◆ WHAT IS REQUIRED ◆
The lines from the start of the data up to and including the one with "Camera-trap review: tag the pulled-back" should be returned exactly, and nothing else.
RECORDS PROVIDED section start
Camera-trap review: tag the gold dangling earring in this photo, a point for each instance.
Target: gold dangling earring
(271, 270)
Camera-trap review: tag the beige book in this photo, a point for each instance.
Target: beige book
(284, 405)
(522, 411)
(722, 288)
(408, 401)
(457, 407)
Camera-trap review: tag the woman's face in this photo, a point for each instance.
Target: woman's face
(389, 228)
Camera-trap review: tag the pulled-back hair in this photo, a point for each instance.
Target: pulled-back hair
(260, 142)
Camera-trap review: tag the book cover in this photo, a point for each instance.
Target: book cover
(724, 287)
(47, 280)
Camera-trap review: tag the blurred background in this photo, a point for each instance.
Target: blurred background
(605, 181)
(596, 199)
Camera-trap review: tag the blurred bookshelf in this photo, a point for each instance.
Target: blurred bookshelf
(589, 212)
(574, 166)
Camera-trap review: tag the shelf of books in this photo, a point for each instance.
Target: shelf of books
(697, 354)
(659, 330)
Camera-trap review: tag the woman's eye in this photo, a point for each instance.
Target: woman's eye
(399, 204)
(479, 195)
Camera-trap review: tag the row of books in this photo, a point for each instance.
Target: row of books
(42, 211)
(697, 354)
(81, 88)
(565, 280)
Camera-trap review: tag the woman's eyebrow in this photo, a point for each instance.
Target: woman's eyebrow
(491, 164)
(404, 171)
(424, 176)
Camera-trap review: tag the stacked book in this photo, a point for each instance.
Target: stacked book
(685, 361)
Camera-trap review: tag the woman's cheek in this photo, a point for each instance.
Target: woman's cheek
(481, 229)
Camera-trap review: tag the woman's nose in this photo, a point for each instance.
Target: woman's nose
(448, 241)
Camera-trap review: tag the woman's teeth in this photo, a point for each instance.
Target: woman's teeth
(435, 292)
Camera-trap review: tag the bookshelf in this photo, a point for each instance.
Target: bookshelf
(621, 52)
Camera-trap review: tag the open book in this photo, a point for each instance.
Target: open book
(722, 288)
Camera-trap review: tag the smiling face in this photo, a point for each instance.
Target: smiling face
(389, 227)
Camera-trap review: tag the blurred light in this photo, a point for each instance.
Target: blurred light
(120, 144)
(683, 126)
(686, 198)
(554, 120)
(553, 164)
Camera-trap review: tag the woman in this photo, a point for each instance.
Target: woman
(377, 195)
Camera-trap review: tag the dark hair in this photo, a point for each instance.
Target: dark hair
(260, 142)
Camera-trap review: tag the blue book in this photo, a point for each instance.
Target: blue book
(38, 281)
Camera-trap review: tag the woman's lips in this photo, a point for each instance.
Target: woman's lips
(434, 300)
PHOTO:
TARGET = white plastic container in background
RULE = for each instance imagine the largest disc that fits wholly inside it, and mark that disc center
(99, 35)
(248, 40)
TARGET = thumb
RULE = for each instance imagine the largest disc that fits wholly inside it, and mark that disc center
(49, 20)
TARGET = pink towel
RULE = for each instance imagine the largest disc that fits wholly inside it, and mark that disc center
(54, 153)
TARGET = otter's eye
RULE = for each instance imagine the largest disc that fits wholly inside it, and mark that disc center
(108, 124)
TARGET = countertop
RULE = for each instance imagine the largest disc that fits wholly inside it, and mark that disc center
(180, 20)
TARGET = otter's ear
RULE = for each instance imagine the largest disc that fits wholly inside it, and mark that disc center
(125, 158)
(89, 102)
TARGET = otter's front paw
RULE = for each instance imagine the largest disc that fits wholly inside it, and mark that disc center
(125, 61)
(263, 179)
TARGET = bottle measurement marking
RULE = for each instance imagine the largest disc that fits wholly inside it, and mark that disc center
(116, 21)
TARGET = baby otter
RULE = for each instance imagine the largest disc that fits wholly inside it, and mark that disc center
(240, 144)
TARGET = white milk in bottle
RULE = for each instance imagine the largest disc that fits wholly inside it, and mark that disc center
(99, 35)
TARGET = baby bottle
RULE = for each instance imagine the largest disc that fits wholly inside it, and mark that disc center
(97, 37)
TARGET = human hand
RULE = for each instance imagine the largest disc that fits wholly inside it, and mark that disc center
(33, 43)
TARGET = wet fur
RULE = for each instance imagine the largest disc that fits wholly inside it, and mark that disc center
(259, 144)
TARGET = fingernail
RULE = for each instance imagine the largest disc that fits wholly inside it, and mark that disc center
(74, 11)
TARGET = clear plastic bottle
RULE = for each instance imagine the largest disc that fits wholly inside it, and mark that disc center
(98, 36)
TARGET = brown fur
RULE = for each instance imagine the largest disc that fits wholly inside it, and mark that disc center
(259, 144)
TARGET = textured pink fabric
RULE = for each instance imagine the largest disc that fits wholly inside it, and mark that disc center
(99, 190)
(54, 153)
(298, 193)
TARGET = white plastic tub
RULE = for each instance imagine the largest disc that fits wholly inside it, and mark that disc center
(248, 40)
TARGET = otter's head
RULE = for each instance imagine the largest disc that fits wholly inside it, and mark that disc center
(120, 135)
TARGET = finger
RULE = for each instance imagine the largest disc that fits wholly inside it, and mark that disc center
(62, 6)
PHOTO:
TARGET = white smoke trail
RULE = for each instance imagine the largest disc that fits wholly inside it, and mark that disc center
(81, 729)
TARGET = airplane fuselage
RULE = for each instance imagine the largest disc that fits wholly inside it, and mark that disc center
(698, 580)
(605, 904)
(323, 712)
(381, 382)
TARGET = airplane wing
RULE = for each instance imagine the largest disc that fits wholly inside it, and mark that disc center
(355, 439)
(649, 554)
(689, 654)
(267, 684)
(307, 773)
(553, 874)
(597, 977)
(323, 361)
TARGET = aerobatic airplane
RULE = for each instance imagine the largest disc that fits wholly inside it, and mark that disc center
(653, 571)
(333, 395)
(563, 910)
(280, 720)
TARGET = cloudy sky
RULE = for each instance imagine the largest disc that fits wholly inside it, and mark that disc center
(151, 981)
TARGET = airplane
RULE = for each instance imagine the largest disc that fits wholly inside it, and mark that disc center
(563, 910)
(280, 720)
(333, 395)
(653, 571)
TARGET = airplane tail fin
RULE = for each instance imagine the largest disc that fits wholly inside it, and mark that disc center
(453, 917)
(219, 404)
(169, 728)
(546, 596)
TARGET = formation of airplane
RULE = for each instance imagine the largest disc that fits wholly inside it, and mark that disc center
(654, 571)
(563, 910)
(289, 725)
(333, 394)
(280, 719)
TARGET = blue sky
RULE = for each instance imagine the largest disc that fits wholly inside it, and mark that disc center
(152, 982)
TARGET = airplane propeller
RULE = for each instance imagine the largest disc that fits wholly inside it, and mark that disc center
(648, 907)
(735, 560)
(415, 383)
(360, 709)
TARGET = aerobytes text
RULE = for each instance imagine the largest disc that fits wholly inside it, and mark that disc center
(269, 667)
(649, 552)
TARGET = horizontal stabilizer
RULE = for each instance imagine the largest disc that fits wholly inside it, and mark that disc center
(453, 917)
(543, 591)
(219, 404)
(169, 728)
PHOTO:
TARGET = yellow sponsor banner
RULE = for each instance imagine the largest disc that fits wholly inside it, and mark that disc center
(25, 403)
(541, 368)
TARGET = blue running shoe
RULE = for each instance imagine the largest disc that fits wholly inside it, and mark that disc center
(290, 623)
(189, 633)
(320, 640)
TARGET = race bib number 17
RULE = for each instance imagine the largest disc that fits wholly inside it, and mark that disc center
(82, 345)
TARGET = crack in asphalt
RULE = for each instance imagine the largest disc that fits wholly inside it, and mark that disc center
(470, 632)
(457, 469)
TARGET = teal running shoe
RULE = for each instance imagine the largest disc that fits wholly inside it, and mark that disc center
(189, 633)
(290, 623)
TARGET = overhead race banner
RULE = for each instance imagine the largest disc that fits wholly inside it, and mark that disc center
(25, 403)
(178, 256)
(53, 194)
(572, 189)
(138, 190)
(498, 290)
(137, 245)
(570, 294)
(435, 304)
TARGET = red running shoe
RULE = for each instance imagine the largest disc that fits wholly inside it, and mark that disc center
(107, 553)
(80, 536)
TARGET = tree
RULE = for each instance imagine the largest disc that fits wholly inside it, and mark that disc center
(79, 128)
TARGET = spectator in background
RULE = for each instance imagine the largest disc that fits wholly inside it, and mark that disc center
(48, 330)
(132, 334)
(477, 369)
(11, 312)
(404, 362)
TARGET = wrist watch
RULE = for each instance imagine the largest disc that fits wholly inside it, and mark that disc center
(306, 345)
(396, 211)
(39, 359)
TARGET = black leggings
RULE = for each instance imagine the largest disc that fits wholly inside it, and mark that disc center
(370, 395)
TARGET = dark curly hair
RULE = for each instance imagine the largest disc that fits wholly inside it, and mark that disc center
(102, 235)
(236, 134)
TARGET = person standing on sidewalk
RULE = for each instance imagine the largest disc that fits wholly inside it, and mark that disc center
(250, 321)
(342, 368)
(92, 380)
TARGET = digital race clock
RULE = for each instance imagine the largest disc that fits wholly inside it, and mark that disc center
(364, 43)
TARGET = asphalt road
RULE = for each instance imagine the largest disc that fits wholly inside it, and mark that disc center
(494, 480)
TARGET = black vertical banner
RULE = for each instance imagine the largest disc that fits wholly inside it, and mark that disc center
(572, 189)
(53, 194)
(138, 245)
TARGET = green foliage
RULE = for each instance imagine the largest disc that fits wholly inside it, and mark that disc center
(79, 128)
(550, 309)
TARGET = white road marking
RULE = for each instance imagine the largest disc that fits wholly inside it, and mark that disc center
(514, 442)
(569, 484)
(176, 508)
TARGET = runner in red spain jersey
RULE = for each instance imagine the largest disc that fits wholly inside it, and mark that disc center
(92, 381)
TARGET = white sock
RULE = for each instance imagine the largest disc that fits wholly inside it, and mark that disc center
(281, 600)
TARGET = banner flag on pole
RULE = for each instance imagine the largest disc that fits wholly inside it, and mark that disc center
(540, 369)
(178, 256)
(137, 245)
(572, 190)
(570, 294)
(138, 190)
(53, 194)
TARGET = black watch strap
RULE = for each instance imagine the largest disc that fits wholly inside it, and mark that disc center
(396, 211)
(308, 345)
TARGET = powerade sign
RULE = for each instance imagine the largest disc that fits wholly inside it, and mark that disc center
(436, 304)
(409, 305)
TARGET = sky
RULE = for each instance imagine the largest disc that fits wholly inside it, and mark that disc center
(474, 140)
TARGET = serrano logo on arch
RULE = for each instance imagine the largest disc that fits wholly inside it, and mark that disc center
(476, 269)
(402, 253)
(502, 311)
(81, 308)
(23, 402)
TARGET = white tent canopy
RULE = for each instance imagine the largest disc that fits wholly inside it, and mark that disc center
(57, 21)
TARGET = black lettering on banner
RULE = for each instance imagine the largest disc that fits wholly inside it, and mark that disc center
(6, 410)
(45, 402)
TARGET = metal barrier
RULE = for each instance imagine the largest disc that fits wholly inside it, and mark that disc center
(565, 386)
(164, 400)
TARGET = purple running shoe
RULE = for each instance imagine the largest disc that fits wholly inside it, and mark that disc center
RECORDS PROVIDED section end
◆ YOUR RESPONSE ◆
Camera-trap review: tag the gold dangling earring in this photo, a point for each instance.
Target: gold dangling earring
(271, 270)
Camera-trap review: tag the beige book in this photo, a point for each instance.
Target: beige book
(284, 405)
(522, 411)
(722, 288)
(408, 401)
(457, 407)
Camera-trap review: tag the woman's face in this photo, a point for each instance.
Target: woman's face
(389, 228)
Camera-trap review: tag the pulled-back hair in this photo, a point for each instance.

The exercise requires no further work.